:: MATERIAL SUPPLIED

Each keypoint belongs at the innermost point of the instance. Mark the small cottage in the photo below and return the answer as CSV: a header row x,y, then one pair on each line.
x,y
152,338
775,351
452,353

::::

**STATED TASK:** Copy each line of the entries above that contains the word "return".

**TASK SOLUTION:**
Each keypoint belongs at the innermost point of the instance. Mark the small cottage in the photo below and return the answer as CSV: a header row x,y, then one pair on each line.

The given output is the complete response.